■ Complete the following
• 1. In the excerpt below about the DNA Sports sanctions ruling, set down word for word the passage that begins at the words "The Court thus" and stops after the words "thinking to do.".
• 2. According to the excerpt below about the DNA Sports sanctions ruling, how much in attorneys' fees did the Court grant to the MLBPA?

■ Excerpted text
● ● ● ● ● ● ●

The second point was that the Court “finds that Attorney Reich failed to reasonably investigate these claims” (Id.). Reich and DNA Sports alleged that they “consulted with several experts” as to whether the league-endorsed products contained natural IGF-1, but they “did not test these products for IGF-1 but instead relied on what it and its experts deemed ‘common sense’” (Id. at 12). Even “a cursory investigation into the Lanham Act, false advertising, and unfair competition claims” would have either revealed the missing elements, thus saving “DNA Sports’ complaint, or at least, save the league and the union the trouble of motion practice. Attorney Reich failed in this regard” (Id.).
Finally, the Court “finds DNA Sports filed its complaint to harass the league and the union. DNA Sports’ history of litigation demonstrates both that this suit is brought in bad faith to vex and that dismissal alone will not dissuade DNA Sports from trying again.” This was “the sixth suit arising out of the same original circumstances against the league” and “prior dismissals and sanctions have not tempered DNA Sports’ vendetta against the league” (Id., emphasis in the original). After each dismissal, “DNA Sports has simply developed a different theory in a different court based on the same facts and continued its pursuit of the league.” A prior court had imposed sanctions but as “DNA Sports’ litigation history demonstrates, however, these sanctions have not fazed DNA Sports.” Instead, it “has continued to sue the league, affiliated entities, and now the union, despite the outstanding monetary sanction for troublesome lawyering” and thus “dismissal alone with not deter DNA Sports from filing further baseless and harassing suits” (Id.).
Moreover, DNA Sports had turned down an offer from MLB that it would withdraw its motion for sanctions if DNA Sports would dismiss with prejudice “all outstanding litigation against MLB defendants and agree to bring no further litigation against them” (Id., at 13). DNA Sports and Reich refused to dismiss the “outstanding cases against the league, proving that DNA Sports does not intend to change its conduct.” In light of DNA Sports’ “persistence, it may be that no amount of sanctions will deter it from continuing its crusade. The requested amount of fees, however, will at least compensate the union for the harm done here.” As this was their sixth case against MLB, “a full award is appropriate” (Id.).
The Court thus granted the motions for attorneys’ fees in full, granting $104,039.08 to the MLBPA and $33,407.17 to MLB, and both are due by November 20, 2020. However, since this was “Reich’s first appearance before the undersigned, and given the importance of not dissuading representation of difficult clients” the Order “will be held in abeyance to see the extent to which he engages in ongoing harassment” (Id.). Mr. Reich has some thinking to do.

● ● ● ● ● ● ●

■ Entries shown

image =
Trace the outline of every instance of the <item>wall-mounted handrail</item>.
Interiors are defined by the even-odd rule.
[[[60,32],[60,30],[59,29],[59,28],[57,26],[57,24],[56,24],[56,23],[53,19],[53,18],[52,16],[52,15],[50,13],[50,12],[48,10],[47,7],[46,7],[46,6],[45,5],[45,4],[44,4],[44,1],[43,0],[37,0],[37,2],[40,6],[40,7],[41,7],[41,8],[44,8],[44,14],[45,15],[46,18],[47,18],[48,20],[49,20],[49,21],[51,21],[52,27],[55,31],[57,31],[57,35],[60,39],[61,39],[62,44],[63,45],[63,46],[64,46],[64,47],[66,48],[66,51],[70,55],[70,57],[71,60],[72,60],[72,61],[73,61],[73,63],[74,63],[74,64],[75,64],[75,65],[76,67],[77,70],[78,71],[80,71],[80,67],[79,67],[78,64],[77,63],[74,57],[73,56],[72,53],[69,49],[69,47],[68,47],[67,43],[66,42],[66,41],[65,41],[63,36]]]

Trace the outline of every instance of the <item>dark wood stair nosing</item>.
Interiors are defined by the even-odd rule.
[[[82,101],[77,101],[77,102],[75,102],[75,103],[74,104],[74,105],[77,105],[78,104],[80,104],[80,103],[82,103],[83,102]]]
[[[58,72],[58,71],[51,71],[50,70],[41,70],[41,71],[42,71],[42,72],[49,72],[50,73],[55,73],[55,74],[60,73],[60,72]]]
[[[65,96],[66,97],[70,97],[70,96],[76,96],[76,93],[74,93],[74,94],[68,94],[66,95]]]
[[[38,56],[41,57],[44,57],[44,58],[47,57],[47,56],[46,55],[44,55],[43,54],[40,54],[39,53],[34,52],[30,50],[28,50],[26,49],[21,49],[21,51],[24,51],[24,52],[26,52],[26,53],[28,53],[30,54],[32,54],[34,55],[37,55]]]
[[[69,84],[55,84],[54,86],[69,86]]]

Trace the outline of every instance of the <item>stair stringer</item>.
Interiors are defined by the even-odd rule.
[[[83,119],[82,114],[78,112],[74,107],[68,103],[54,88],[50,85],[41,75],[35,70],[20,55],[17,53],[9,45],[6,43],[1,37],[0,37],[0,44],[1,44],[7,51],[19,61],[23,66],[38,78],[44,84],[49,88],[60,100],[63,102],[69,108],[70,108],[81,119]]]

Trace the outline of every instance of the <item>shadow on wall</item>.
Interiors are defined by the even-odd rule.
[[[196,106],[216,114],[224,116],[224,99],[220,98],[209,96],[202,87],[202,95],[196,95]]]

● ● ● ● ● ● ●

■ Replies
• 1.
The Court thus granted the motions for attorneys’ fees in full, granting $104,039.08 to the MLBPA and $33,407.17 to MLB, and both are due by November 20, 2020. However, since this was “Reich’s first appearance before the undersigned, and given the importance of not dissuading representation of difficult clients” the Order “will be held in abeyance to see the extent to which he engages in ongoing harassment” (Id.). Mr. Reich has some thinking to do.

• 2. $104,039.08